> _The exercise_
Retype the material below. Keep every word exactly as it is.

[start Data lines]

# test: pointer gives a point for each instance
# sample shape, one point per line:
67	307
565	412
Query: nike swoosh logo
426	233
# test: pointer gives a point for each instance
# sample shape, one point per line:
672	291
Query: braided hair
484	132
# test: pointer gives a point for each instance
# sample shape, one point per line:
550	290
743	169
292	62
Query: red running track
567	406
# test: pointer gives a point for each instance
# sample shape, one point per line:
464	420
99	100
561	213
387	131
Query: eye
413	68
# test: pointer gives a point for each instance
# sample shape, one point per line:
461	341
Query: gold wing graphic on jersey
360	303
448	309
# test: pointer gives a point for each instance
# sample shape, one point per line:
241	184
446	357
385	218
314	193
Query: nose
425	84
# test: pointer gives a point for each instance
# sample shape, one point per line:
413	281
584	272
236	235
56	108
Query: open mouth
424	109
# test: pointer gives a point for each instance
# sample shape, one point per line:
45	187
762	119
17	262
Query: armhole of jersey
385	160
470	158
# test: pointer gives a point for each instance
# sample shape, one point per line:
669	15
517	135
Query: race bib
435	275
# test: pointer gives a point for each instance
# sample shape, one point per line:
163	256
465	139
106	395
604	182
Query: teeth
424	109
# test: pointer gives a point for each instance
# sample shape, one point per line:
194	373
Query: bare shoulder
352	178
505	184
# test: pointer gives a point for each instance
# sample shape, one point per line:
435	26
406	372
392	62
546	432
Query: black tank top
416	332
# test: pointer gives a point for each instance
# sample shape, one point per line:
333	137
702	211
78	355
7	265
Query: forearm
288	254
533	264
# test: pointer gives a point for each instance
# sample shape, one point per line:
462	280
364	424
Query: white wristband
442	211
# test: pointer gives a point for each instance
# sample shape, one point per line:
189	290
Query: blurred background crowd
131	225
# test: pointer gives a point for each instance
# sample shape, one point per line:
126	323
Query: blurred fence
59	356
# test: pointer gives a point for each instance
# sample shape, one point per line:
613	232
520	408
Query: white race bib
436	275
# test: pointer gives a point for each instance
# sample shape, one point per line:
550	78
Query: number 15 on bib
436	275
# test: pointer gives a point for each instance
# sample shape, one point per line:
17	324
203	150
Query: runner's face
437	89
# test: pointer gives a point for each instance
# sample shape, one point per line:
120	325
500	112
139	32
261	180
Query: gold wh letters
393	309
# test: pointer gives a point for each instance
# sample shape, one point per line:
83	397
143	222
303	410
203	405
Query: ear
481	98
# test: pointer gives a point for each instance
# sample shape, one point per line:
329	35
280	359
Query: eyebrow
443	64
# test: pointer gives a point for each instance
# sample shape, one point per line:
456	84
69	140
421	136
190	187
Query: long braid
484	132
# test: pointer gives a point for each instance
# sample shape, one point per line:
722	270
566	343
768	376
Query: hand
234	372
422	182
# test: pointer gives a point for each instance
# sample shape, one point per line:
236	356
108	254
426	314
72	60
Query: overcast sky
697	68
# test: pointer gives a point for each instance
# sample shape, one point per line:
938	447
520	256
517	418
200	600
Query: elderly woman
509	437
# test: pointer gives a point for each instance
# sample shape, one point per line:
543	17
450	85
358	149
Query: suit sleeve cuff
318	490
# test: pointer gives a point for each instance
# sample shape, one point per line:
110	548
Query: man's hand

[end Data lines]

> _Exercise result_
# test: pointer gives a point for each instance
# sample shape, one point per line:
67	307
565	412
Query: nike swoosh logo
426	233
# test: pointer gives a point for each instance
# sample shape, one point per line:
672	291
Query: braided hair
484	132
# test: pointer gives a point for each instance
# sample shape, one point per line:
550	290
743	169
292	62
Query: red running track
567	406
# test: pointer gives a point for each instance
# sample shape, one point per line:
464	420
99	100
561	213
387	131
Query: eye
413	68
# test: pointer gives a point for each instance
# sample shape, one point per line:
461	341
Query: gold wing graphic on jersey
360	303
448	309
# test: pointer gives a point for each instance
# sample shape, one point per line:
241	184
446	357
385	218
314	193
Query: nose
425	84
# test: pointer gives a point for each instance
# sample shape, one point per line:
413	281
584	272
236	235
56	108
Query: open mouth
424	109
# test: pointer gives a point for each instance
# sample shape, one point per line:
45	187
762	119
17	262
Query: armhole of jersey
385	160
470	158
# test: pointer gives a point for each instance
# sample shape, one point per line:
669	15
517	135
Query: race bib
435	275
# test: pointer gives a point for each instance
# sample shape, one point per line:
163	256
465	139
106	395
604	182
Query: teeth
424	109
# test: pointer gives a point for each instance
# sample shape, one point per line:
194	373
Query: bare shoulder
352	178
505	184
# test: pointer gives a point for each instance
# sample shape, one point per line:
435	26
406	372
392	62
546	432
Query: black tank top
416	332
# test: pointer gives a point for each instance
# sample shape, one point per line:
333	137
702	211
78	355
7	265
Query: forearm
288	254
533	264
# test: pointer gives a point for each instance
# sample shape, one point per line:
462	280
364	424
Query: white wristband
442	211
# test: pointer gives a point for each instance
# sample shape, one point per line:
189	290
Query: blurred background crowd
131	225
# test: pointer gives a point for each instance
# sample shape, one point per line:
126	323
Query: blurred fence
59	356
# test: pointer gives a point for each instance
# sample shape, one point per line:
613	232
520	408
Query: white race bib
436	275
# test: pointer gives a point for each instance
# sample shape, one point per line:
550	78
Query: number 15 on bib
436	275
# test: pointer gives a point for each instance
# sample shape, one point per line:
17	324
203	150
Query: runner's face
437	89
# test: pointer gives a point for each instance
# sample shape, one point per line:
120	325
500	112
139	32
261	180
Query: gold wh letters
393	309
# test: pointer gives a point for each instance
# sample shape, one point per line:
83	397
143	222
303	410
203	405
Query: ear
481	98
# test: pointer gives a point for each instance
# sample shape, one point per line:
329	35
280	359
Query: eyebrow
443	64
# test: pointer gives a point for each instance
# sample shape, one point per line:
456	84
69	140
421	136
190	187
Query: long braid
484	132
# test: pointer gives a point for each instance
# sample shape, one point per line:
722	270
566	343
768	376
Query: hand
234	372
422	182
# test: pointer gives a point for each instance
# sample shape, one point per line:
236	356
108	254
426	314
72	60
Query: overcast sky
697	68
# test: pointer gives a point for each instance
# sample shape, one point per line:
938	447
520	256
517	418
200	600
Query: elderly woman
509	437
# test: pointer gives a point for each instance
# sample shape, one point per line:
543	17
450	85
358	149
Query: suit sleeve cuff
318	490
# test: pointer gives a point for each instance
# sample shape, one point per line:
110	548
Query: man's hand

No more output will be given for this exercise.